Start of Document excerpt

When I first told Casper about the book, he was immediately onboard but with one condition: “I can do this, but I need you to be as open-minded with me as you need me to be with you, Jim.”

“What do you mean?” I asked Casper.

“I’m currently an atheist, Jim. I say currently because I am open to the possibility that I may learn something that will change my point of view. Jim, can you say ‘I am currently a Christian’ and be as open-minded as me?”

I nodded. Yes. Let’s write a book. JH

I have a dream... I wish I could write a book with someone.  I wish I could  have a conversation with someone...  like Jim and Casper... or the Campolos or the Raybons.  It's a dream.  Maybe a far-off dream... but a dream none the less.  

I will say thank you to Jim Henderson and Matt Casper...even though I don't know how to contact them to send them this post.  Your journey of relationship amazes me much more than your church adventures do.  The adventures were interesting, but I am amazed and inspired by your friendship.  

People need to hear the stories of everyday Christians helping others.

People need to see us put into action what we say we believe.

People need to be able to tell us what they really think of us and not worry about a fire-and-brimstone retort.

End of Document excerpt
Start of Material supplied

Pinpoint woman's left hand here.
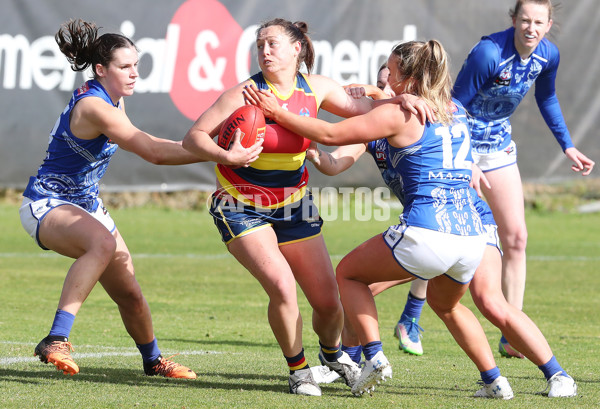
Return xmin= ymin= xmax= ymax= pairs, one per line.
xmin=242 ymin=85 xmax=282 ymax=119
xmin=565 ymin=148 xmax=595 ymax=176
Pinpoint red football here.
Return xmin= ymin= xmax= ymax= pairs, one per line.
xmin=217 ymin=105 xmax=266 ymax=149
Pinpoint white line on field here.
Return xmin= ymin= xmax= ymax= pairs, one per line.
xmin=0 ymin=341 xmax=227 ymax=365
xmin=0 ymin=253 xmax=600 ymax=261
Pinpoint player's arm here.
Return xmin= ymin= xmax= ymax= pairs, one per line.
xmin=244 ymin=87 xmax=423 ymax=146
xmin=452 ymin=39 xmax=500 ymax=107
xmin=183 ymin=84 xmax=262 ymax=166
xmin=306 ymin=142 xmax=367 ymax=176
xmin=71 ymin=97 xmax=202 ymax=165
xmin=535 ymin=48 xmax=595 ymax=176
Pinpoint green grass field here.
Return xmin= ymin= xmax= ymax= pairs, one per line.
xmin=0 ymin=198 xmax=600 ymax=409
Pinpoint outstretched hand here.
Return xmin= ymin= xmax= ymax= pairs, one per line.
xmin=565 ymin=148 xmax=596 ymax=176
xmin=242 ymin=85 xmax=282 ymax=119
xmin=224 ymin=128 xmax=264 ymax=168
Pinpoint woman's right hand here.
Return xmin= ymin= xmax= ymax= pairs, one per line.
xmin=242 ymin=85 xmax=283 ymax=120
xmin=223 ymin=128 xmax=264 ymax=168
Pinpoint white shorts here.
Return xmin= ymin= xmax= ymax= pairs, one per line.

End of Material supplied

Problem set
1. Answer these questions using the blog post about Jim and Casper's book:
(a) What condition did Casper attach to his agreement to work on the book?
(b) Why does Casper describe himself as "currently" an atheist?
(c) According to the writer of the later paragraphs, what amazes them more than the church adventures?
2. Write a continuation of the blog post about Jim and Casper's book, beginning after its final sentence.

In response
1.
(a) Jim had to be as open-minded with Casper as he needed Casper to be with him.
(b) He is open to the possibility that he may learn something that will change his point of view.
(c) Jim and Casper's journey of relationship, that is, their friendship.

2.
If we do such things, maybe we’d start to see a church more like the one Jesus told us about, a church that even an atheist might be tempted to be a part of. JH

... the moment you think you have all the answers, well, you might as well lock yourself in a cave, because no one you meet will ever have anything interesting to say to you again. MC

Posted by Ruby Neumann... currently an agnostic


Saturday, June 12, 2021

It's not just about "SAVING CASPER" with Jim Henderson and Matt Casper



Wow… this is the best book in the trifecta of reads that have invited me into a diverse conversation.  I've read Bart and Tony Campolo's book "Why I Left, Why I Stayed" and Patricia and Alana Raybon's book "Undivided"  and while both were amazing and inviting reads, this book is the most inviting.  There seemed less emphasis on the desire of the "Christian" to change the "Non-Christian".  The emphasis seemed to be more on understanding Matt Casper's story.  I think I really resonated with that.  I am on "the other side" now and maybe that is what makes this such a compelling read.  The other two books were read when there was still some residual "Christianity" left in me.  This time through, I was hoping to find a place where I could come to peace with my life, so I was looking for how Matt was at peace with who he is.  


This is a follow up book to another read, that Jim Henderson and Matt Casper wrote and I read over a decade ago… "Jim and Casper go to Church".  Jim Henderson, a Christian, invited Matt Casper, an atheist, to attend churches across America.  Matt gave his honest opinion about what he as "an outsider" saw in their churches that maybe most of the people that attended took for-granted or simply missed.  Maybe it is time to reread that one and get a fresh look at the journey again.  


I admire his respect and willingness to venture into all those churches  From what I read, Matt really wants to help people understand him more and focus less on the differences and more on the commonality of their humanity.  


I don't know how to begin to share quotes to invite people into this story.  There were so many.  To pick and choose my favourite was not easy, but I found some that really encouraged me…  most of them are from Matt but I found a couple from Jim that were also encouraging.  I will share those and then summarize what I hope is the outcome for me for reading it.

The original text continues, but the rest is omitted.